Point-per-instance localization data:
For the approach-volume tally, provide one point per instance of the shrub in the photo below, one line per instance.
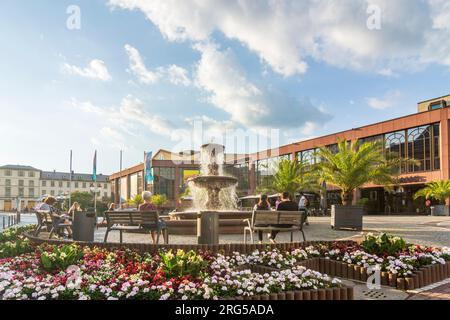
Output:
(14, 248)
(182, 263)
(59, 258)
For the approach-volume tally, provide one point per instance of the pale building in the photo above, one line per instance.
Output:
(58, 183)
(22, 186)
(19, 186)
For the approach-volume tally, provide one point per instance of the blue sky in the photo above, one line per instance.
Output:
(138, 73)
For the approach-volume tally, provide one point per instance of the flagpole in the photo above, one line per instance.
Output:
(70, 181)
(120, 181)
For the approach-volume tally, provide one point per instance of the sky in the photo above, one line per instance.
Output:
(140, 75)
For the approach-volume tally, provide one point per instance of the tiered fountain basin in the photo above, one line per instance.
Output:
(230, 222)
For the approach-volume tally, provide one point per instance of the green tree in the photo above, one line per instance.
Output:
(136, 200)
(293, 176)
(438, 190)
(159, 200)
(85, 199)
(356, 164)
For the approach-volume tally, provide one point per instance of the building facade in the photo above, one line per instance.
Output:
(58, 183)
(423, 136)
(22, 186)
(170, 174)
(19, 186)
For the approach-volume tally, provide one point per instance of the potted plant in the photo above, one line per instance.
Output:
(352, 166)
(135, 201)
(440, 191)
(159, 200)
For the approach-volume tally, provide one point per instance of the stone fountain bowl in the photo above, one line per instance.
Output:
(213, 182)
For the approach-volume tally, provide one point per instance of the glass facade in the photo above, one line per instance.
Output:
(266, 168)
(164, 181)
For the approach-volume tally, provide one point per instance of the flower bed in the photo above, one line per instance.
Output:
(73, 272)
(292, 272)
(401, 265)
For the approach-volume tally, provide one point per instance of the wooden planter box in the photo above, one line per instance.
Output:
(343, 293)
(347, 217)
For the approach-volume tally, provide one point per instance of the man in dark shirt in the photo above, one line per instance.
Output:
(286, 204)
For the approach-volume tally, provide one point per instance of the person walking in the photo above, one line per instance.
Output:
(286, 204)
(303, 205)
(262, 205)
(149, 206)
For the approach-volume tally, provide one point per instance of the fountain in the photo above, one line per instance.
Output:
(214, 200)
(212, 190)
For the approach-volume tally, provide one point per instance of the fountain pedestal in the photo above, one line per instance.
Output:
(208, 227)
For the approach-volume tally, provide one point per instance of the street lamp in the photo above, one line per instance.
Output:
(95, 191)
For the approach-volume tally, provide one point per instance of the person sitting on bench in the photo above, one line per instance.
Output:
(149, 206)
(286, 204)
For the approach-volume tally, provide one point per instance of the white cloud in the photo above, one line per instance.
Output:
(228, 89)
(389, 100)
(285, 34)
(95, 70)
(178, 75)
(173, 73)
(138, 68)
(130, 117)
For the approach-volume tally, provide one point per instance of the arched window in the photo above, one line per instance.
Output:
(419, 148)
(395, 145)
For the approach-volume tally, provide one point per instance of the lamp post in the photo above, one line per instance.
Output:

_EXERCISE BRIEF_: From the first line to the last, print the records exactly; leave out the pictures.

_ANSWER BELOW_:
For the approach-volume tally, provide one point per instance of the shrub in the photo below, one line per instance.
Output:
(14, 248)
(182, 263)
(59, 258)
For the approach-volume tally, provide one point per instance of the pale building in the photo above, one line per instance.
Output:
(58, 183)
(22, 186)
(19, 186)
For the approach-volume tally, provide one point per instance of the blue sky in the photo above, one line per instance.
Output:
(138, 73)
For the approach-volume tally, provide one point per instance of the flagpole in the photo above, one line per instance.
Output:
(70, 181)
(120, 181)
For the approach-volume tally, provide one point per instance of the sky in the photo above, one line per instance.
Output:
(140, 75)
For the approach-volume tally, provide one point per instance of the tiered fountain basin in the photo above, one line per instance.
Output:
(230, 222)
For the approach-volume tally, provide one point per instance of the green tree in the photo above, one line per instance.
Output:
(136, 200)
(293, 176)
(438, 190)
(159, 200)
(85, 199)
(356, 164)
For the approach-volume tally, provide one point per instance of the building facade in the photo above, one line per instance.
Output:
(58, 183)
(423, 136)
(22, 186)
(170, 174)
(19, 186)
For the approach-volume tally, provide one point per instance of the potted plant in the photo above, one line per instance.
Output:
(352, 166)
(135, 201)
(440, 191)
(159, 200)
For the approach-volume tally, provide one point per instance of the stone fountain bowl in the photo above, one line per instance.
Output:
(213, 182)
For the approach-volume tally, provide one point per instance of the glass facade in the photo above, one line per instance.
Output:
(266, 168)
(164, 181)
For the approach-volume tally, provide one point per instance of the flower bed in the photo above, one line per instance.
Output:
(73, 272)
(292, 272)
(401, 265)
For the approach-volume tally, provide one point per instance of the wooden planter box in the photo above, one line per instance.
Output:
(343, 293)
(347, 217)
For the approach-volume tally, provide one point per instance of the man in dark shirt in the photo above, one line per instance.
Output:
(286, 204)
For the approach-volume tally, provide one point per instance of the person walking in the photo above, one line per instance.
Output:
(286, 204)
(303, 205)
(262, 205)
(149, 206)
For the approach-volume tally, provide one point per instance of the fountain in the photo above, one line per instance.
Output:
(214, 200)
(212, 190)
For the approach-volume tally, provide one point per instance of the fountain pedestal in the photo above, one line per instance.
Output:
(208, 227)
For the approach-volume tally, provide one point per instance of the street lamp in the photo above, one line per instance.
Output:
(95, 191)
For the approach-volume tally, provide one point per instance of the person sitting on bench in the photo above, one line per instance.
Output:
(149, 206)
(286, 204)
For the approach-volume tally, provide one point per instance of the white cloud in the photo above, one line per instance.
Output:
(228, 89)
(389, 100)
(285, 34)
(95, 70)
(178, 75)
(173, 73)
(138, 68)
(130, 117)
For the approach-volume tally, provide one point per instance of the arched window in the photo above, one line per instance.
Output:
(419, 148)
(395, 145)
For the approach-volume tally, provide one point per instance of the lamp post in the photo above, one line per instance.
Output:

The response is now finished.